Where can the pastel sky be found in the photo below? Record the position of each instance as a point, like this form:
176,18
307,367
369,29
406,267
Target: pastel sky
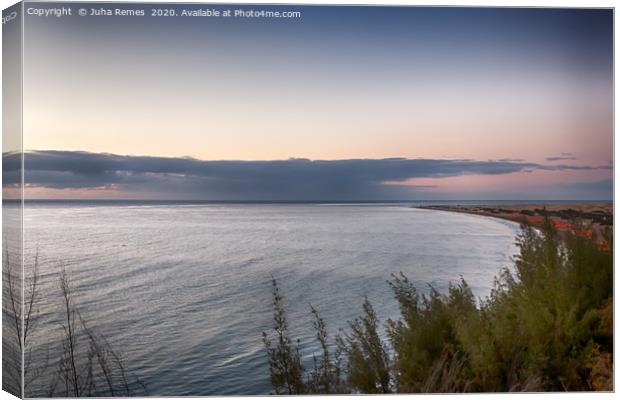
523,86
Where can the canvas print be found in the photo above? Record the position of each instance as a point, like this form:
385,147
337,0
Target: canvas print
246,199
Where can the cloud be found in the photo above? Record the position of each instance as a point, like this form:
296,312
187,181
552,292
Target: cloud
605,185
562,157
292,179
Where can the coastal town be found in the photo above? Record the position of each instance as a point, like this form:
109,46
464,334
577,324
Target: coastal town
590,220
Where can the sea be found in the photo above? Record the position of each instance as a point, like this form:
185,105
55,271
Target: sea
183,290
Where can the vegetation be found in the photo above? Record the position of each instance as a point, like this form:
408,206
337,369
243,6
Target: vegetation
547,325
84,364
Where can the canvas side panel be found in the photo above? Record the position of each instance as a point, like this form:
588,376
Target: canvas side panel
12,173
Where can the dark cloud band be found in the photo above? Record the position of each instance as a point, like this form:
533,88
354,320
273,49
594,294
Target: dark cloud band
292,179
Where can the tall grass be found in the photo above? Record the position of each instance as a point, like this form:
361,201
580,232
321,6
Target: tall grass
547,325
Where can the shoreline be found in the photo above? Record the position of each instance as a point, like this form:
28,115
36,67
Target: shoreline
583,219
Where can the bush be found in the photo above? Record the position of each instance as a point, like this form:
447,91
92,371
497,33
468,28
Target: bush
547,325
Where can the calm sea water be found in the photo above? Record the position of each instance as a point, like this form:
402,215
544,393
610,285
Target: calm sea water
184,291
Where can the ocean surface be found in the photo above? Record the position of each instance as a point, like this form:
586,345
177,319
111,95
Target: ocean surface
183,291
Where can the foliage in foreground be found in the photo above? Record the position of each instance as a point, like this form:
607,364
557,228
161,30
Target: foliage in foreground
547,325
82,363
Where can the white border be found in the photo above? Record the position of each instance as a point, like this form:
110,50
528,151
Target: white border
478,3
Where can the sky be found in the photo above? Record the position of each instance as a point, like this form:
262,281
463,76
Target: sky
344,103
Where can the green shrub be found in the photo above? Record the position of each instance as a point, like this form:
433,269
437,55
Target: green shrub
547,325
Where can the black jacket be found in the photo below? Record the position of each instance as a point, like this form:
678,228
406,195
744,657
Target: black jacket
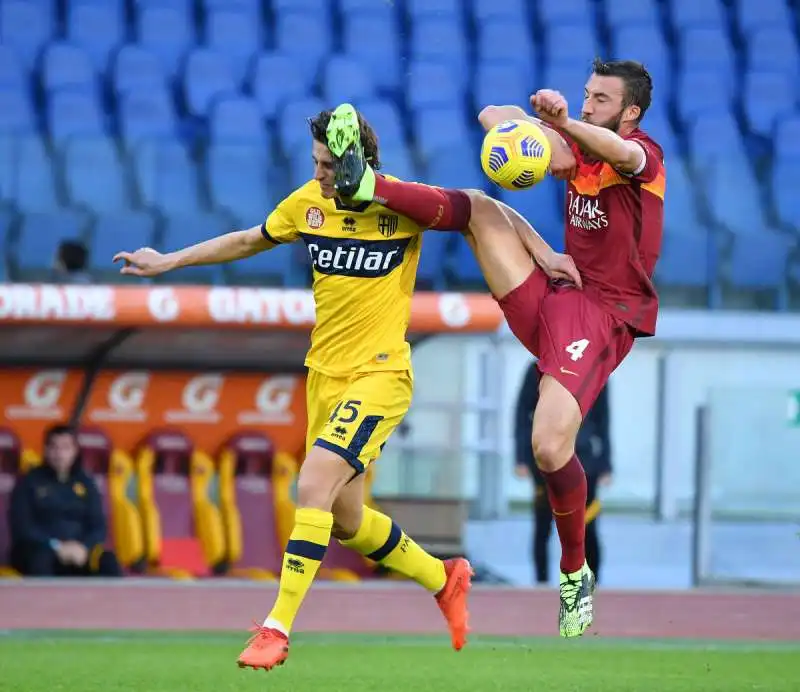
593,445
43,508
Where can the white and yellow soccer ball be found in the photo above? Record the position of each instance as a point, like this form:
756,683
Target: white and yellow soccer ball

——

What to do:
Can you rewrite every row above with "Record the position" replaced by "Mark the location" and everything else unchanged, leaving the pictures out?

Reply to the exercise:
Where can the pastel sky be found in the photo below? Mark the location of each instance as a point, like this form:
176,18
307,367
369,29
406,267
Target: pastel sky
523,86
Where can the canvas print be found in the photo above? Mark the location of each instance as a point, like this form:
385,147
337,0
Target: canvas print
246,199
Where can the cloud be found in the photo above? Mark the location of each instance as a point, like this form:
296,312
187,181
552,292
Target: cloud
605,185
562,157
292,179
Where can the coastal town be found in the photo above? Mark the location of each instance as a point, like this form:
109,46
464,334
577,324
Target: coastal town
590,220
Where can the sea be found in the photo above? Mark the location of each instance as a point, like this form:
185,105
55,271
Target: sea
183,290
Where can the vegetation be found in the photo above? Mark the location of each instance as a point, like this form:
408,206
337,369
243,6
Target: vegetation
547,325
84,364
Where can the canvas side panel be found in the photo above? Mark the location of each instance as a point, like this form:
588,376
Target: canvas side panel
12,173
Where can the dark cloud band be found in the photo above? Mark the location of each instance as a point, like this form:
533,88
354,320
273,49
594,294
Target: dark cloud band
292,179
Where can the tall grass be found in the photo above? Mark the location of each instance as a point, like this form:
361,201
580,232
321,6
Target: tall grass
547,325
Where can the shoreline be found in the photo above? Mark the location of each instance as a point, like this form:
28,115
36,67
Target: shoreline
583,219
Where can the bush be found in the photo above? Mark the location of each instance as a point, like this form:
447,91
92,371
497,33
468,28
Target: bush
547,325
Where can the calm sea water be found in the photo above? Mark the location of each instance as a point, like this form:
402,215
544,393
610,285
Target: calm sea water
184,291
Where can the ocean surface be found in the photo above? Mark the location of each instance as a point, like this form:
586,345
177,319
111,95
Target: ocean surface
183,291
Where can the foliage in foreground be found in the photo above? Mark the location of each instance as a point, like this form:
607,364
557,228
161,30
Target: foliage in foreground
547,325
82,363
Where can the white border be found in the photo above? Mark the location of each instance as a point, like this form:
110,50
528,151
Target: white border
478,3
Where can the sky be found in the photo above? Mark the location of each instance as a point, like this form:
262,281
463,76
Target: sky
344,103
Where can the green shrub be found in the photo above? Mark the location of each instance as a point, like this form:
433,269
437,55
Target: green shrub
547,325
Where can the black jacket be found in the photo below? Mark the location of each instance as a point, like this form:
678,228
406,195
744,657
Target: black jacket
593,445
43,508
Where can the white and yellow soccer ball be found in the photo above? Mark the location of each instance as a point, like this form:
756,683
Target: white and yellow soccer ball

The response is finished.